== Data shown
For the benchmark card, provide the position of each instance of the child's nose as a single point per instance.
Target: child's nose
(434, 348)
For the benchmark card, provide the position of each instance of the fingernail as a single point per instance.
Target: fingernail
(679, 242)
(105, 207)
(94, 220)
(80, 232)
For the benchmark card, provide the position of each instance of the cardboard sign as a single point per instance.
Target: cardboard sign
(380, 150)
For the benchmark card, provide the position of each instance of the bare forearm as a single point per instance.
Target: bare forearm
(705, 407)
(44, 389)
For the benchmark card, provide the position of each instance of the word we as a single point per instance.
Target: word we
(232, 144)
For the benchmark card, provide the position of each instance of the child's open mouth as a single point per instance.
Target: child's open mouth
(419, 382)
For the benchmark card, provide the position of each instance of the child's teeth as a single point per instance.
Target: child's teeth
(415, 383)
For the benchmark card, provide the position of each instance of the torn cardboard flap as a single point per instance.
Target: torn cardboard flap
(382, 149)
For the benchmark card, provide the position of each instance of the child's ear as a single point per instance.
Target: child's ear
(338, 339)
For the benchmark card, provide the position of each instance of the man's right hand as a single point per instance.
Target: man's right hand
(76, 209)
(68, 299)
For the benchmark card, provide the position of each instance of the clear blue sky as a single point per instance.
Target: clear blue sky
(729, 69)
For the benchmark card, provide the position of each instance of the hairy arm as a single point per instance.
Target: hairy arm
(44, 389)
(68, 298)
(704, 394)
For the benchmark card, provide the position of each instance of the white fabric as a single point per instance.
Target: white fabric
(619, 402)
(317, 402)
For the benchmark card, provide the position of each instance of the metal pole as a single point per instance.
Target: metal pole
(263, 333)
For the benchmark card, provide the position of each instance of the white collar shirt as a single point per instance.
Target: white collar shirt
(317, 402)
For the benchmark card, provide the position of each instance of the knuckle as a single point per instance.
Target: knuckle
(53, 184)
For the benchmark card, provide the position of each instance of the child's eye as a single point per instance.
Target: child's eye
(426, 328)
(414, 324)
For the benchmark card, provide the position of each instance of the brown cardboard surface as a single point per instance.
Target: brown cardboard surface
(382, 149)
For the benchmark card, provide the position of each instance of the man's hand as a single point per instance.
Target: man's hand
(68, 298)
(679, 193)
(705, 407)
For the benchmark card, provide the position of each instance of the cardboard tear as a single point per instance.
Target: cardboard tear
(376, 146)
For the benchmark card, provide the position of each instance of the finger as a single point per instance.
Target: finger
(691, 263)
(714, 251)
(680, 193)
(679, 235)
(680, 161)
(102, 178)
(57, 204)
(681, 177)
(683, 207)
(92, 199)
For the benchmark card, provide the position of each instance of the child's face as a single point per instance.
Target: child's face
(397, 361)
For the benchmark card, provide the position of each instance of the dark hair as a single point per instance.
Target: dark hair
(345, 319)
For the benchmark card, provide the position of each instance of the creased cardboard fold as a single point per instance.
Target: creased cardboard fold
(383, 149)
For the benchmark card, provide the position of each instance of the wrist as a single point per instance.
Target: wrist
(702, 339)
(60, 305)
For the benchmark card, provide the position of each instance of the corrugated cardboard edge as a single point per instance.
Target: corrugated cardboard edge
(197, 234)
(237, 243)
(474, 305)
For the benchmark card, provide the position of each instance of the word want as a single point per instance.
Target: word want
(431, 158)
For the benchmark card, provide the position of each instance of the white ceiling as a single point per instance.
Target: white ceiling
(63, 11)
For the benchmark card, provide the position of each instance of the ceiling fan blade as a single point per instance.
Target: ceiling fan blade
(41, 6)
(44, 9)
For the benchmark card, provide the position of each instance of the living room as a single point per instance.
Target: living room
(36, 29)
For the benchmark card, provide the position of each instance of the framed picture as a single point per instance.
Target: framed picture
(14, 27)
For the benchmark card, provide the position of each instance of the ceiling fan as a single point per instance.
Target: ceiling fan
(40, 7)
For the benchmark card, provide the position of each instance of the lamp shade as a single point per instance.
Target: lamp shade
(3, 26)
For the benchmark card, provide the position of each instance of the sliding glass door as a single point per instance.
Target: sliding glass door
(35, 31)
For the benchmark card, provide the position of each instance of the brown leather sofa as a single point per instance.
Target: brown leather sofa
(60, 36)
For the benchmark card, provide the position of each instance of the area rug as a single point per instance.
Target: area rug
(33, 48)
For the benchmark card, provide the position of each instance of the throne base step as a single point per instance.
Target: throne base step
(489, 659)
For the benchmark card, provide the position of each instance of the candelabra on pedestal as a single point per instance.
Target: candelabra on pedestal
====
Goal:
Rewrite the rows starting with the line containing "pedestal as a single point per instance." and going on through the end of the rows, replacing "candelabra" with "candlestick" and leaving everything else unchanged.

Response:
For the benchmark card, provide the position of each instance of the candlestick on pedestal as a single point per instance.
Target: candlestick on pedestal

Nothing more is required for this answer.